▸ **TESTO DA LEGGERE**:
------

Ed è così che il tempo della politica viene inevitabilmente collocato in
secondo piano, poiché la
possibilità di tentare un cambiamento è vincolata alla sopravvivenza di chi,
per quel cambiamento,
sta lottando.
Il nostro fare politica, quindi, segue dei tempi sempre meno decisi da noi. Ma
è in quei tempi, strappati ad una quotidianità feroce che corre sempre più
velocemente e che spesso ci sfugge di mano, che
possiamo ritrovarci e riappropriarci
delle nostre vite, prendere parola, puntare ad un cambiamento trasversale, che
non ci veda più schiave del lavoro, della famiglia, delle aspettative che la
società ha nei nostri confronti. E' per questo che il nostro silenzio per
l'otto marzo è stato assordante, perché avremmo voluto raccontare le nostre
vite.
Ed è così che soltanto col pensiero eravamo al fianco delle donne che nella
notte di venerdì hanno battuto le reti in Clarea, al fianco delle compagne che
a Roma presidiavano i consultori difendendoli dagli antiabortisti del Movimento
per la Vita.

------

▸ **LAVORO RICHIESTO**:
[a] Nel testo sul fare politica, da chi difendevano i consultori le compagne a Roma?
[b] Riprendi il testo sul fare politica e proseguilo dopo la sua ultima frase.
L'elenco non ha alcun legame con il testo.

▸ **DATI MOSTRATI**:
------

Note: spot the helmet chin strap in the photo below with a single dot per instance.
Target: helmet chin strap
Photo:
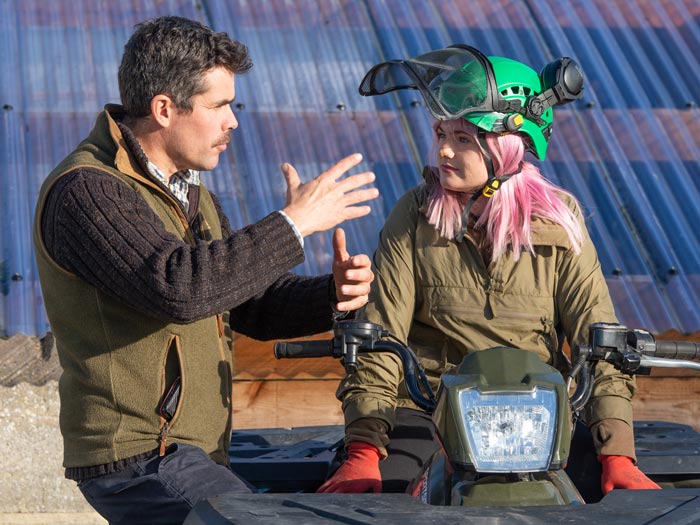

------

▸ **RISPOSTE**:
[a] Dagli antiabortisti del Movimento per la Vita.

[b]
Così come eravamo al fianco di tutte quelle donne che, individualmente o
collettivamente, hanno lottato, non
inserendosi all'interno di estemporanee campagne contro la violenza di genere
che ci
dividono tra donne per bene e donne per
male. Campagne ideate ad hoc per favorire questo o quello all'interno delle
elezioni e delle logiche di partito. Campagne nelle quali noi non ci
riconosciamo.
Preferiamo percorrere un percorso politico che si muova dal basso che, pur non
seguendo i tempi dell'agenda politica di movimento, ci permetta di prendere parola,
non quando vogliamo, ma
COME vogliamo. Perché ciò che vogliamo è
lottare per un radicale cambiamento.